Exercício 1: No trecho citado sobre pena de morte e aborto nos Estados Unidos, que porcentagem dos abortos é praticada por mulheres negras?
Exercício 2: Prossiga o texto sobre pena de morte e aborto nos Estados Unidos, começando logo após a última frase apresentada.

Trecho citado:
↓↓↓
Detalhe: 25 pessoas foram executadas em 2018 nos estados americanos onde persiste a pena de morte (duas por eletrocução, o resto por injeção letal). No mesmo período, foram registrados 842 855 abortos.
O deputado John Rogers possivelmente estava querendo enfatizar como a pena de morte é aplicada em proporção desigual a criminosos da minoria negra (24% dos executados em 2018, numa população total de 13%).
A desproporção é muito maior no caso da interrupção voluntária da gravidez: 36% dos abortos são praticados por mulheres negras.
A atriz Alyssa Milano entrou no mesmo pantanal ao dizer que a lei será “catastrófica” para “mulheres de cor, mulheres marginalizadas, mulheres de comunidades de baixa renda”, incapazes de viajar a um outro estado para conseguir “um atendimento reprodutivo seguro”.
O raciocínio contrário pode ser feito: quanto menos mulheres negras e pobres tiverem filhos, melhor (aliás, foi esse o princípio da criadora do Planned Parenthood, a maior rede de abortos dos Estados Unidos).
↑↑↑
Trecho da listagem:
↓↓↓
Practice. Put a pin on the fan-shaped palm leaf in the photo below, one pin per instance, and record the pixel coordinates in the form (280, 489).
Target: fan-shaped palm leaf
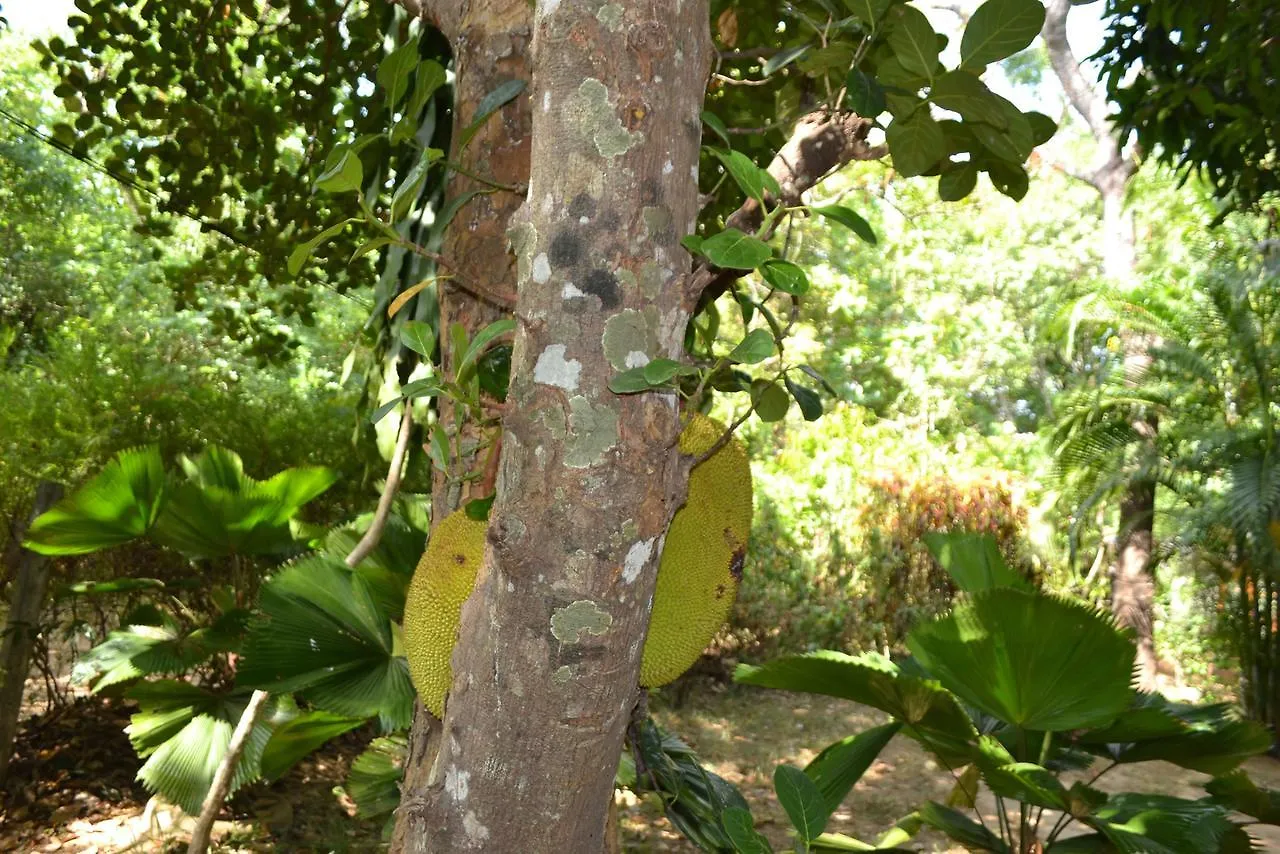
(1034, 661)
(117, 505)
↑↑↑
Resultado do exercício 1: 36% dos abortos.

Resultado do exercício 2:
Alyssa é a autora da brilhante ideia de uma greve do sexo enquanto a lei antiaborto do Alabama não mudar. Ou seja, para ela vale o antifeminista conceito de que sexo é um favor que as mulheres fazem aos homens em troca de alguma coisa.
Mais doido ainda é o ator Jim Carey, um brilhante humorista que virou militante da própria insanidade. Quase diariamente ele posta cartuns com agressões físicas de extrema violência contra  Donald Trump.
Abriu uma exceção agora: fez um desenho em que a governadora do Alabama, Kay Ivey, professora e educadora de cabelos brancos e 74 anos, aparece como um feto sendo abortado.
O desenho é realista, com uma cânula de sucção começando a sugar o cérebro da governadora. “Se você vai interromper uma gravidez, deveria fazer isso antes que algum feto se torne governadora do Alabama”, escreveu o ator.
“Obrigada pelo retrato verdadeiramente preciso (e portanto horripilante) do aborto, seccionando o cérebro de uma pessoa porque ela é inconveniente para você”, respondeu Liz Wheeler, apresentadora do canal a cabo ultraconservador OAN.
Outro gol inacreditavelmente contra foi o de Brian Sims, deputado estadual da Pensilvânia. O deputado gay, como ele mesmo se apresenta, postou vários vídeos inacreditáveis. Num deles,  assedia e ofende uma senhora que reza um terço silenciosamente em frente a uma clínica de aborto. A mulher é chamada de “racista”, “nojenta” e “velha branca”.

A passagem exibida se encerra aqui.